====== Texto do exercício
Ao menos 409 pessoas morreram dentro de casa com suspeita ou confirmação de covid-19 na cidade de São Paulo desde o início da pandemia, revelam dados da Secretaria Municipal da Saúde. Os números, referentes ao período de 16 de março (quando o primeiro óbito pela doença na capital foi registrado) a 21 de maio, representam 6,1 mortes em domicílio por dia, mais do que o dobro da média de mortes diárias em domicílio por problemas respiratórios observada em cinco anos anteriores, segundo levantamento do Estadão.
De acordo com dados do portal Datasus, do Ministério da Saúde, o número médio de pessoas mortas em domicílio por doenças respiratórias na cidade de São Paulo foi de 2,8 entre os anos de 2014 a 2018, último período com dados disponíveis, menos da metade do observado agora entre vítimas da covid-19.
A maioria das vítimas com suspeita ou confirmação de infecção pelo novo coronavírus que morreram em casa, sem ter acesso à assistência médica, era idosa. De acordo com os dados da secretaria, 336 (82,1%) tinham 60 anos ou mais, das quais 240 eram maiores de 75 anos, a faixa etária mais afetada.
============
■ **Teste sua compreensão**:
**1)** Segundo o texto sobre as mortes em casa por covid-19 em São Paulo, quantas das vítimas tinham 60 anos ou mais?
**2)** Quais são todas as fontes de dados ou levantamentos mencionados no texto sobre as mortes em casa por covid-19?
**3)** Dê sequência ao texto sobre as mortes em casa por covid-19 em São Paulo, começando logo após a última frase apresentada.
====== Listagem extraída
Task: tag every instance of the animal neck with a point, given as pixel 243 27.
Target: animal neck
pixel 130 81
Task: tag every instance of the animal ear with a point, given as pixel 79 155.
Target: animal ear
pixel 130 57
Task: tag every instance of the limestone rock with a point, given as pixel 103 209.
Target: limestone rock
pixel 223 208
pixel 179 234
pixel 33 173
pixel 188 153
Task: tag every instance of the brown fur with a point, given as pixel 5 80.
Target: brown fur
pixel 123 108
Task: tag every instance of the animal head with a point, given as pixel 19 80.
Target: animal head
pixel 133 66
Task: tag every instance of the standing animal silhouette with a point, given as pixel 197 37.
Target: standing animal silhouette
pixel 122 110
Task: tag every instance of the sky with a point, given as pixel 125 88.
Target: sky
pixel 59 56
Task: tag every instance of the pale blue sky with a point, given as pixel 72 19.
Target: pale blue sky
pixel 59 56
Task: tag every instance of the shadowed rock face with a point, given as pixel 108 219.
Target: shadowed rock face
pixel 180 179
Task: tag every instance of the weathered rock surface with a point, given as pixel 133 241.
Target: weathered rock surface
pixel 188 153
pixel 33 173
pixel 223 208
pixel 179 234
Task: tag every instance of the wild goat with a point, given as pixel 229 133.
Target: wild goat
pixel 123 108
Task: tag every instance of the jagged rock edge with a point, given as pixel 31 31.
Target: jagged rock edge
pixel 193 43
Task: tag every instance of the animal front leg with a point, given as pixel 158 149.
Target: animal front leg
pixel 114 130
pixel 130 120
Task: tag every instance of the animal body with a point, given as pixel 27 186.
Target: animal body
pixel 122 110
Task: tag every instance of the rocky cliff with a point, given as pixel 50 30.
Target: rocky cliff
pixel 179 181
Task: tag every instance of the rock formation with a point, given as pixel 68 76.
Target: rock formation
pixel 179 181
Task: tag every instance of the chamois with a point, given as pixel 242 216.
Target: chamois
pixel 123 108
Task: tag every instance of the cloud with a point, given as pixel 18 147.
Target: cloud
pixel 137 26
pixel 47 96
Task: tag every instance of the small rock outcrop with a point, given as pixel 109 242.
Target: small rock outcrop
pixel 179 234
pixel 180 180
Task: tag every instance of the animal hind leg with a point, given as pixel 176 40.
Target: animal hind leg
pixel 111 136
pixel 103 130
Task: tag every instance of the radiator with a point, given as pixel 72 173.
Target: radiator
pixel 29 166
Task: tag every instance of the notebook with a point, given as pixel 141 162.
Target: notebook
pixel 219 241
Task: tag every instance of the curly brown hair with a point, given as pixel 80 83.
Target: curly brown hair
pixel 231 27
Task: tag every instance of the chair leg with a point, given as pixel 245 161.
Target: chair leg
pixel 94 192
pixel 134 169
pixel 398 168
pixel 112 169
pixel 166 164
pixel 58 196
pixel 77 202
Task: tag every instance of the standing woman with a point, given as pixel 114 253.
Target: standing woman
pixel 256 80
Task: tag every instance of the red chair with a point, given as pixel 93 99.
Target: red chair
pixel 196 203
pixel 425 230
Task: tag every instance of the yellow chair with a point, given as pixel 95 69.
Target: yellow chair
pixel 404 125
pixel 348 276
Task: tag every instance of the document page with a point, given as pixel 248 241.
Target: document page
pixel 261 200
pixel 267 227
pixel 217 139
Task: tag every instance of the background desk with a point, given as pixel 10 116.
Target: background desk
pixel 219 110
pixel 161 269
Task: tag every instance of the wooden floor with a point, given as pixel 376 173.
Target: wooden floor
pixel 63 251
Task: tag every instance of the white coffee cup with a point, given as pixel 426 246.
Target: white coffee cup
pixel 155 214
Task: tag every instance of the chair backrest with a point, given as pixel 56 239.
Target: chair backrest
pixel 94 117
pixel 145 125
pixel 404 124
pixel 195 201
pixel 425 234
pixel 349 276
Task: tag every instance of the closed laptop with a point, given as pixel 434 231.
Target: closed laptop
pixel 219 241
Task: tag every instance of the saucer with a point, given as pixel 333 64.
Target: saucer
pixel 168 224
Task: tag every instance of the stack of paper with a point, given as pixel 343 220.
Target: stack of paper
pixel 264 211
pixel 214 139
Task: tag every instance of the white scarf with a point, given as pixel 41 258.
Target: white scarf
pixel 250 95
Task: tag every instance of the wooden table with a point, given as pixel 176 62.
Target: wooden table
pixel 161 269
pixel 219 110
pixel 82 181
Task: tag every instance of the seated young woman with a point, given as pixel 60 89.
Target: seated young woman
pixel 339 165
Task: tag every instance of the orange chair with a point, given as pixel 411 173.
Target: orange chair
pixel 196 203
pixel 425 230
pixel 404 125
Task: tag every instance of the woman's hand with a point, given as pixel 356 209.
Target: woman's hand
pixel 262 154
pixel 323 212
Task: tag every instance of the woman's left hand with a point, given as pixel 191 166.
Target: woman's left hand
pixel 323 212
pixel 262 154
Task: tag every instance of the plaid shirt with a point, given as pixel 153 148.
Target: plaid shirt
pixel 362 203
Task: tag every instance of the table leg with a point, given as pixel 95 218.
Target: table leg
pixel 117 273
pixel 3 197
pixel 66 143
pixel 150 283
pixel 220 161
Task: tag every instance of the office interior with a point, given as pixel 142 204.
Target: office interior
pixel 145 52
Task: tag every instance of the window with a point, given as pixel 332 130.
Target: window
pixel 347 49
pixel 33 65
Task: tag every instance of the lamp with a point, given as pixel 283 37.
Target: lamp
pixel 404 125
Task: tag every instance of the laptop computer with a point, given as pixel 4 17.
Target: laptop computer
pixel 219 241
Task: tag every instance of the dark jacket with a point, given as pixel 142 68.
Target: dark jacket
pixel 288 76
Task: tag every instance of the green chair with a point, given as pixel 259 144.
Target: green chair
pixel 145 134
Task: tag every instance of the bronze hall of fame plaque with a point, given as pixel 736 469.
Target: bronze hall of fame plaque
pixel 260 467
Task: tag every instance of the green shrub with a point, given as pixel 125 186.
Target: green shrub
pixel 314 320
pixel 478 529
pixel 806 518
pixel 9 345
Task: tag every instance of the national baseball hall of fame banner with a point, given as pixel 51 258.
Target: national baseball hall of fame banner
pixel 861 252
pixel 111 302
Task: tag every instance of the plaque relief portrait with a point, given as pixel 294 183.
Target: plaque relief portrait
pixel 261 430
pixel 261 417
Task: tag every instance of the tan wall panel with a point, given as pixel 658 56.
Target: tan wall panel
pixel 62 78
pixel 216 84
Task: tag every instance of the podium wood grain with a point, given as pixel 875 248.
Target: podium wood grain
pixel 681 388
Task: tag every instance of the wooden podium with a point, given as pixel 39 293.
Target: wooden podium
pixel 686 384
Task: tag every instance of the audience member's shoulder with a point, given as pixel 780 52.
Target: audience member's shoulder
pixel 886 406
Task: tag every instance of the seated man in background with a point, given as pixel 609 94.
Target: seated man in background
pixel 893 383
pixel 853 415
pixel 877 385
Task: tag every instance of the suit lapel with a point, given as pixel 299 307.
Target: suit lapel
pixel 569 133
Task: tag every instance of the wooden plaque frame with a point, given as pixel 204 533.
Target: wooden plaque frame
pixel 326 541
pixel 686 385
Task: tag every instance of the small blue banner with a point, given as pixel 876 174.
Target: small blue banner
============
■ **Respostas esperadas**:
**1)** 336 vítimas, ou 82,1% do total.

**2)** Secretaria Municipal da Saúde; levantamento do Estadão; portal Datasus; Ministério da Saúde.

**3)**
Apesar da predominância de mortes em domicílio entre os mais velhos, foram registrados ainda 41 óbitos em domicílio cujas vítimas tinham idades entre 50 e 59 anos, 20 mortes entre pessoas de 40 a 49 anos, e 11 entre menores de 40 anos - incluindo duas crianças. Uma morte não teve a idade declarada.
Quanto à região da cidade, os distritos com o maior número de mortes em casa foram Cidade Ademar, na zona sul, e Pirituba, zona norte, ambos com 11 ocorrências cada. Aparecem em seguida, com dez óbitos cada, os distritos de Capão Redondo, Cidade Dutra, Grajaú (todos na zona sul), Cangaíba (zona leste) e Vila Medeiros (zona norte). "As mortes em casa que a gente atende são todas na periferia. Você quase não vê isso acontecer em bairros de classe média-alta porque é uma população que tem mais acesso a um médico e está mais atenta aos primeiros sinais da doença. Já as classes mais pobres são as que estão mais expostas e que encontram o serviço de saúde mais saturado", contou ao Estadão um médico do Samu que diz estar atendendo mais casos do tipo nos últimos dois meses.
O médico socorrista conta que são duas as situações mais comuns que explicam as frequentes mortes por covid-19 nas residências: ou o paciente buscou uma unidade de saúde e, por não apresentar inicialmente tanta gravidade, acabou liberado a voltar para casa, ou ele nem chegou a ter tempo de buscar assistência porque teve uma piora repentina.
"A família geralmente relata que a pessoa já estava apresentando tosse, febre baixa e prostração (fraqueza), mas como eram sintomas leves, ainda não tinha ido ao médico. Só que é muito comum a pessoa estar com manifestações leves e ter uma súbita descompensação. De repente, ela afunda de vez", alerta o especialista.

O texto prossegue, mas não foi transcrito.